— begin Source records —

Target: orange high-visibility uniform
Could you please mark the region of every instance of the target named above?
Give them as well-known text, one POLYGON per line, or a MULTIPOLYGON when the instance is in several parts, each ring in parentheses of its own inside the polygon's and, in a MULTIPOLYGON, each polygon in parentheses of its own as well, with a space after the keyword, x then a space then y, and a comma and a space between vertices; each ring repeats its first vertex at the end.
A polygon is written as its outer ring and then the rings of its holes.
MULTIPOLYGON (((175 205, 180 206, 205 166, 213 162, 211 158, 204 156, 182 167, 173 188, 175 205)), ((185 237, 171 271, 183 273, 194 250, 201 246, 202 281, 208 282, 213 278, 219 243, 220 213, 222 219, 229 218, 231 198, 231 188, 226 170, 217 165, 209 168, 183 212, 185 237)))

— end Source records —

## Set problem
Write out all the rows above again with "outer ring" switched to "exterior ring" and nothing else altered.

## Correct output
Target: orange high-visibility uniform
Could you please mark the region of every instance of the target named above?
Give them as well-known text, one POLYGON per line, or a MULTIPOLYGON when the instance is in several parts, each ring in parentheses of its own inside the polygon's and, in a MULTIPOLYGON, each polygon in parentheses of its own as well, with a space after the keyword, x then a space then y, and a comma and a space between vertices; each ring repeats its first vertex at the end.
A polygon is written as its exterior ring and then the rings of its holes.
MULTIPOLYGON (((175 205, 180 206, 205 166, 213 162, 211 158, 204 156, 182 167, 173 188, 175 205)), ((185 237, 171 271, 183 273, 194 250, 201 246, 202 281, 208 282, 213 278, 219 243, 220 213, 222 219, 229 218, 231 198, 231 188, 226 170, 217 165, 209 168, 183 212, 185 237)))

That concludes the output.